PROVIDED TEXT =

◇ ◇ ◇ ◇ ◇ ◇ ◇

Another illusion: the one-bite appetizer that looks at first like a piece of kimbap, soft tendrils of bracken fern wrapped in a belt of seaweed. When you eat it, though, you discover that the seaweed has somehow become as puffy and crunchy as a cracker — a version of gim bugak, the fried seaweed snack.
Sanjeok, normally a straightforward skewer of grilled meats and vegetables, is also reimagined at Naro. Sweet soft bricks of butternut squash alternate with lengths of emulsified chicken sausage. It is surely the best chicken hot dog on a stick ever served in a Korean restaurant.
Simpler dishes hold discoveries at Naro, too, like mixed mushrooms stir-fried with pickled burdock and mounded over a bowl of short-grain rice. The mushrooms are seasoned with sesame oil and seeds, and the rice is merely steamed, but very few things I’ve eaten lately have tasted as rare and luxurious. And this is only a side dish. It showed up, with no warning from the menu, alongside a snowy block of halibut in a golden, aromatic broth made from the rice wine cheongju.
You eat all this and more in a spare, incongruously futuristic dining room separated from the concourse by a curving Art Deco glass wall. Black chairs punctuate an expanse of white and off-white panels and banquettes, making the space look something like a set from “2001: A Space Odyssey.” (It may be relevant that Naro-1 was the name of the first South Korean rocket to place a satellite in orbit around the earth.)
A darker shade of paint on the ceiling and the sheer curtains that appeared on the glass wall in April have made the space look slightly less sci-fi. It is not the only change at Naro as the Parks try to adapt their vision of formal Korean dining to an underground mall full of office workers, tourists, commuters and skaters. The price of the tasting menus at dinner (one vegetarian and one not, each with about 11 courses) dropped to $165 from $195. Lunch, which had been a five-course, $95 tasting, now comes in a variety of sizes: two courses for $52, two courses and dessert for $68, and an à la carte menu that runs from $19 to $46.

◇ ◇ ◇ ◇ ◇ ◇ ◇

RECORDS SUPPLIED =
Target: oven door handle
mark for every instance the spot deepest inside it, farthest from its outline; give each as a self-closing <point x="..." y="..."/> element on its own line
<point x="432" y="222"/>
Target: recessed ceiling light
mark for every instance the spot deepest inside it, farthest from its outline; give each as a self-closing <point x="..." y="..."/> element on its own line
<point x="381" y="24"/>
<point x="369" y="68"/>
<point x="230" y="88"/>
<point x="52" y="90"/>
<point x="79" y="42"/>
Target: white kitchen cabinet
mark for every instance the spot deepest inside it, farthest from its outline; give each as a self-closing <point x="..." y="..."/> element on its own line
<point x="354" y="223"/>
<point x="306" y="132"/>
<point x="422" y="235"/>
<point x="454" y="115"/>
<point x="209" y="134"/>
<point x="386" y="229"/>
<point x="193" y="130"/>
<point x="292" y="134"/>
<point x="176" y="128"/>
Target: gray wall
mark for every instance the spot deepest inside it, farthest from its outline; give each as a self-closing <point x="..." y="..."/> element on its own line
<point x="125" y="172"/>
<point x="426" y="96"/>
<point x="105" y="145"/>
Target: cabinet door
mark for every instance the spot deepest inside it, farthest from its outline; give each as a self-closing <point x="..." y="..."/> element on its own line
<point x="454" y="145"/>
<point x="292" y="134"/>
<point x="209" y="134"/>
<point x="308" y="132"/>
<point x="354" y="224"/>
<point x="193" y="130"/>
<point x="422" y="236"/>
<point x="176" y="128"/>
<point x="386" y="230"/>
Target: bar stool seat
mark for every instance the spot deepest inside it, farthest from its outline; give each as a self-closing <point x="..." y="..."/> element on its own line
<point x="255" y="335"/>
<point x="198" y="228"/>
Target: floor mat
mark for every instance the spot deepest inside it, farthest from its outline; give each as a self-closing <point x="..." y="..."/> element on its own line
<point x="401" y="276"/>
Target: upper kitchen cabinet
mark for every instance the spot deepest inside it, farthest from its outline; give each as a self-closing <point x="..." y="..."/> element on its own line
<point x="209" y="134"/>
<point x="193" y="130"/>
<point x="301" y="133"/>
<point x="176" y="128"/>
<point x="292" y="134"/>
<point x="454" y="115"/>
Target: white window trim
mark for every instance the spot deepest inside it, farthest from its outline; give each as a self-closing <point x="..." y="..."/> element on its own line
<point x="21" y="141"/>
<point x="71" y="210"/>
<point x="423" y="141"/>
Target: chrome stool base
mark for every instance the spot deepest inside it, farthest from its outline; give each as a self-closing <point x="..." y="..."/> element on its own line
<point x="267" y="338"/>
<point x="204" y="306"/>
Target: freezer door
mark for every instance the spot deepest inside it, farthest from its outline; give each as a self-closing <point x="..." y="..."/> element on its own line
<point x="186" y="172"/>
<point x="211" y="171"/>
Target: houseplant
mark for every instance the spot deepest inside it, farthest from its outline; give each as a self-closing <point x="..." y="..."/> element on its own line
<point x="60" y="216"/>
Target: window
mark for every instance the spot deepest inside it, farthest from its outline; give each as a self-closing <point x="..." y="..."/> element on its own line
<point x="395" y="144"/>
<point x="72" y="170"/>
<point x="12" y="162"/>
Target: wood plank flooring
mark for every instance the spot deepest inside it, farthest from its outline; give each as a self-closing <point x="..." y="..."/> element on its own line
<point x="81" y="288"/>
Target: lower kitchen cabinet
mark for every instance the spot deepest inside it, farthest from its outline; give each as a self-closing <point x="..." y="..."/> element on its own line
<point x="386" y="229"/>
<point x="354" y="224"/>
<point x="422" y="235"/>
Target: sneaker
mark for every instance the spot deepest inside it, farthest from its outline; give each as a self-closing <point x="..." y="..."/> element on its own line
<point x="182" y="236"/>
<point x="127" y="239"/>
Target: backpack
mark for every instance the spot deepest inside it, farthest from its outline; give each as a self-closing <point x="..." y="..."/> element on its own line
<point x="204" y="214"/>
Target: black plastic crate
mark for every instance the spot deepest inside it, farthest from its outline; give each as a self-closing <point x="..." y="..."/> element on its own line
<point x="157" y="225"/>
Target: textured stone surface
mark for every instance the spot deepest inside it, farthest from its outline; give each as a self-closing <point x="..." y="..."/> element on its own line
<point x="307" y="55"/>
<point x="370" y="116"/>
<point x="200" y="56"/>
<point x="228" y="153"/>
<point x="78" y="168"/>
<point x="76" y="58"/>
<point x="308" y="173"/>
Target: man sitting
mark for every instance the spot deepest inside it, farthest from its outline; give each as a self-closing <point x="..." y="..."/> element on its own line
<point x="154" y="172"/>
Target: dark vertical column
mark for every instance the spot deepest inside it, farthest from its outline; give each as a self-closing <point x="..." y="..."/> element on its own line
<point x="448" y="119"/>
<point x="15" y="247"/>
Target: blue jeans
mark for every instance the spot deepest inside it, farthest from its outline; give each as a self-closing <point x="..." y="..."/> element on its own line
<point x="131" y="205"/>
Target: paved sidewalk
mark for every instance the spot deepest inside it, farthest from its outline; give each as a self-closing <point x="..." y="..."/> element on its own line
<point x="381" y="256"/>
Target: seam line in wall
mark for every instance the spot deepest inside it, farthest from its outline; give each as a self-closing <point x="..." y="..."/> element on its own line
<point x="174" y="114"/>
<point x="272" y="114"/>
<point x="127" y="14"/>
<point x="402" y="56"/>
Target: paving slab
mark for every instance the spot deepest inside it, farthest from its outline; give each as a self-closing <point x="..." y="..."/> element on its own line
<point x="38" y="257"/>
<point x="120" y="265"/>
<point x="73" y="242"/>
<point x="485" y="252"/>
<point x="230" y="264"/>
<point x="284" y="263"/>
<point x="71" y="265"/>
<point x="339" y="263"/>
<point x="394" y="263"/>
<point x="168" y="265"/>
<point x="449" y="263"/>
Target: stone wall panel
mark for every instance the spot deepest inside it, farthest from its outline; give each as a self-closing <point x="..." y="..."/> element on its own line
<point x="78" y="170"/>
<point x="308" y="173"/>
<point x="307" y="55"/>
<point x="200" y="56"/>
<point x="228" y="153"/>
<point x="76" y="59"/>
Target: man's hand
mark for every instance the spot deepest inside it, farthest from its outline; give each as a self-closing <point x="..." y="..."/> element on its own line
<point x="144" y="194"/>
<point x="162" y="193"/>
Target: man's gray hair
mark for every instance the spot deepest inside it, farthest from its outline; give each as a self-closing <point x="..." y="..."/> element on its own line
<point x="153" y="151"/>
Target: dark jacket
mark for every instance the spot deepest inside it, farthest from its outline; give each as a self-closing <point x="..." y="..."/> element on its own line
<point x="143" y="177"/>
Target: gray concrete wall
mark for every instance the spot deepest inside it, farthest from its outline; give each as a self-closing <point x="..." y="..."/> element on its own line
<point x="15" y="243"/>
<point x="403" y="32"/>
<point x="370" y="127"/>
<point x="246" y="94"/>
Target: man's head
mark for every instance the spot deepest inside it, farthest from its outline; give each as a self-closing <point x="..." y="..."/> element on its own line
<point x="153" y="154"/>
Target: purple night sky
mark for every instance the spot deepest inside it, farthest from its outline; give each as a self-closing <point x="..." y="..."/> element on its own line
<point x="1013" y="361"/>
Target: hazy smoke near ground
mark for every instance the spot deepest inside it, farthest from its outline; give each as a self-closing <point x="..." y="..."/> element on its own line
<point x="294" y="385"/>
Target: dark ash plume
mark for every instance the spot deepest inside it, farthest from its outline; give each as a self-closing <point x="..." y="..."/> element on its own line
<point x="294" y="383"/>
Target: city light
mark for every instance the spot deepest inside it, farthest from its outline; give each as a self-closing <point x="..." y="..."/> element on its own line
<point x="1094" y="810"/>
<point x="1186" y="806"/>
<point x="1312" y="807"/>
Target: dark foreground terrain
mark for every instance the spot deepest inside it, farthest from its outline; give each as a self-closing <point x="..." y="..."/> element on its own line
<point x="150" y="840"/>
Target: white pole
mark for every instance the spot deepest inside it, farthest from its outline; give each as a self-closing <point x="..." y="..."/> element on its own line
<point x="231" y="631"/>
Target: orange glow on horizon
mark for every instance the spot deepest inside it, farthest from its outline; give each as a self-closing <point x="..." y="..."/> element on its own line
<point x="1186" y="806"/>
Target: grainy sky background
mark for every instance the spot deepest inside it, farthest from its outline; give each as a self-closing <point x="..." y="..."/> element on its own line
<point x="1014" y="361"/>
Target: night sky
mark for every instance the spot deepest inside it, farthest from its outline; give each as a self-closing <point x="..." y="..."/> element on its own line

◇ ◇ ◇ ◇ ◇ ◇ ◇

TRY IT =
Carry on the passage about the Korean restaurant Naro, picking up right after its last sentence. None of the items above has any bearing on what you are asked to do.

RESULT OF THE TASK =
The Parks have always been skilled at fitting their hospitality style to their interiors. At their first restaurant, Atoboy, which looks like an after-work canteen that might have been designed by Marcel Breuer, the hospitality strikes a gracious, casual tone. The precise but engaging spirit at Atomix sets the standard for tasting-counter service in the city.
Naro aims for a blend of formality and friendliness, and servers are quick with a smile. They’re quick all around, and not always in the right way. Early on, explanations of some dishes were so rushed I am still not quite sure what I ate, and the check was dropped at the same time as dessert; before I’d picked up a spoon, somebody circled back for my credit card.
The pace has slowed, but I still get the sense that Naro, like some of the other new restaurants in the concourse, is still trying to catch the rhythms of Rockefeller Center, where some people come just to look around and others are on their way to some other place.
None of this seems to afflict Naro’s kitchen, which has always been uncannily assured. The pastry chef, Celia Lee, who was last seen at the Modern, puts together sweet meditations that could probably stand alone if the Parks decided to turn Naro into a dessert bar. Her sorbet of hallabong tangerines, a prized product of the island of Jeju, paired with fresh tangerine sections and a fluffy gin-scented cloud of Negroni over jellied Champagne, might even work at one of the city’s more forward-thinking cocktail bars.